▶ [課題の概要]: 以下の行のうち、「taillight」という語を含む行をすべて抜き出してもらえますか？
+++ 入力データ +++
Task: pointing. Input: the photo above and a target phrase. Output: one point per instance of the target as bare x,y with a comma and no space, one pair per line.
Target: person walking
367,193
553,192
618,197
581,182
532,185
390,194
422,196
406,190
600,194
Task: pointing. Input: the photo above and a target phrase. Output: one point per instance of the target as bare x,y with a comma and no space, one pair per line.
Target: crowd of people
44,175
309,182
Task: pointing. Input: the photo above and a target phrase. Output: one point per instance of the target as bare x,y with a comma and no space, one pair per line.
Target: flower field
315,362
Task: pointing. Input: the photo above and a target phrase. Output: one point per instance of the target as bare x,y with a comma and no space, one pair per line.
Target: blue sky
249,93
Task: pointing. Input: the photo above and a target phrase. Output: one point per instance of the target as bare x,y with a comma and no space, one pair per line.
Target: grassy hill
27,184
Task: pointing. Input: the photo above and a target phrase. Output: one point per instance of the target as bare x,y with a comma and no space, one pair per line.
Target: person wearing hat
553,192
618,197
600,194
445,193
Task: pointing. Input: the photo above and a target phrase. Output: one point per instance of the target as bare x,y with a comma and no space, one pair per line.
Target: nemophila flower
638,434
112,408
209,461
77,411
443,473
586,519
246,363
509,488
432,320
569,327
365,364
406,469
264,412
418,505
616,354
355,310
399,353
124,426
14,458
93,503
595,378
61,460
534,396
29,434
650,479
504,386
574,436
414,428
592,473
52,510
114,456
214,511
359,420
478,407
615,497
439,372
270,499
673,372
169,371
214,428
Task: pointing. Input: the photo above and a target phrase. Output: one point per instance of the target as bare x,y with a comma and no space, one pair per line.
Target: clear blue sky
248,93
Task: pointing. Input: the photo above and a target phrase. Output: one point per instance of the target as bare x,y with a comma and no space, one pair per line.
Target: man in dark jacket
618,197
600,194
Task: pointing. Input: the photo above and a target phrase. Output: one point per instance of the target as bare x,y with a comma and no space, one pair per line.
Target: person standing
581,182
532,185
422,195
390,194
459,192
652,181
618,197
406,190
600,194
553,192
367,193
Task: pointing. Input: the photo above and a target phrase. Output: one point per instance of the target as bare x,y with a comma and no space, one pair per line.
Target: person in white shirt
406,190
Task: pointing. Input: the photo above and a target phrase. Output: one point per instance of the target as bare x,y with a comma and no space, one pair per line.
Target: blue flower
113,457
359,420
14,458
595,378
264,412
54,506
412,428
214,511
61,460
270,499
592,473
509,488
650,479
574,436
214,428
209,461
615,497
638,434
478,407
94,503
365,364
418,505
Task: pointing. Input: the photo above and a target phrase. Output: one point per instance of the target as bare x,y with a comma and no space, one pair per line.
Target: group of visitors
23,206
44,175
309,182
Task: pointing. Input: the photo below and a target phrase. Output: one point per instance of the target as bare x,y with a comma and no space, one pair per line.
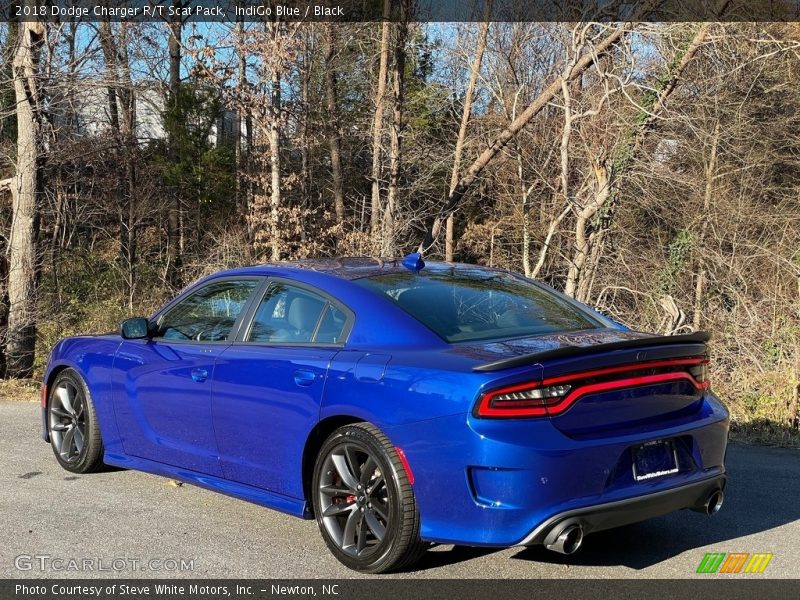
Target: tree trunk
25,189
708,193
608,178
388,230
275,165
377,124
242,146
335,132
122,112
502,140
462,130
174,220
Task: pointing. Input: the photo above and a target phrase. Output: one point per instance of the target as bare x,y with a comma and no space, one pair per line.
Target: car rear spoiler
700,337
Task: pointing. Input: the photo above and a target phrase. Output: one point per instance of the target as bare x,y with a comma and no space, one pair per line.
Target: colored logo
734,562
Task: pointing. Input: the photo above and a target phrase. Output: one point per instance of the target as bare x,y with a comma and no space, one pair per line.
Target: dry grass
20,390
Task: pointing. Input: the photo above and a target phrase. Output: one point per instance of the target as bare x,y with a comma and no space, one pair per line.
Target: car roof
350,268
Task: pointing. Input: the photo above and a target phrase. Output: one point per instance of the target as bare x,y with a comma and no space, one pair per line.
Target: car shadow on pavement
761,494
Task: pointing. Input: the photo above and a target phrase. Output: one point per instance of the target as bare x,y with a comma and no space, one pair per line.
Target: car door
162,387
269,383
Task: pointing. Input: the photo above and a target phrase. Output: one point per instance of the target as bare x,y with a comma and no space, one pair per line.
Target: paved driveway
129,516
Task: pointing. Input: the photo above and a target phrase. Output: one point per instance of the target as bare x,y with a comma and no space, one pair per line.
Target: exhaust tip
568,540
714,502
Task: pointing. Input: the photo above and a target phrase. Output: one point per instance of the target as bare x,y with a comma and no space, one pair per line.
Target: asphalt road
46,511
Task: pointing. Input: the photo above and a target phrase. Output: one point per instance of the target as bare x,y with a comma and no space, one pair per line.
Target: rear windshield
463,305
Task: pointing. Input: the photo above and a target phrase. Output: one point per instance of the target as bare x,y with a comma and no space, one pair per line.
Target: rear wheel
72,423
364,503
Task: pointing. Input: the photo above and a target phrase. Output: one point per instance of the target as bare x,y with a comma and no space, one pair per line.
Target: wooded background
649,170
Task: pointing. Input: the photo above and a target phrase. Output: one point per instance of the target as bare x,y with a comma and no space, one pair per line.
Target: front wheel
72,422
364,503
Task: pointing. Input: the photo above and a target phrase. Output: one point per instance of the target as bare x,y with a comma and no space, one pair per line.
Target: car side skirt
285,504
628,511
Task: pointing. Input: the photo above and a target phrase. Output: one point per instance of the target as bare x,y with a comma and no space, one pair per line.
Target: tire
72,424
364,503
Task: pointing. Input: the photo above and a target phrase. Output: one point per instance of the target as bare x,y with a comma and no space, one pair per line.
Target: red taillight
555,395
406,466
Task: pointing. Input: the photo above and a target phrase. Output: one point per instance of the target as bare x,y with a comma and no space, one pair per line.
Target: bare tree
377,123
26,187
335,131
388,231
502,140
465,116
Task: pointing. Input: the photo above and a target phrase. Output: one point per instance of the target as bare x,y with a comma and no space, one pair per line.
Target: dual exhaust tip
569,538
713,503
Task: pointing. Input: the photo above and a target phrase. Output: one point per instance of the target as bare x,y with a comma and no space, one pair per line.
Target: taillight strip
485,409
618,384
+++
▶ [演習の出力]:
Target: red taillight
Target: taillight strip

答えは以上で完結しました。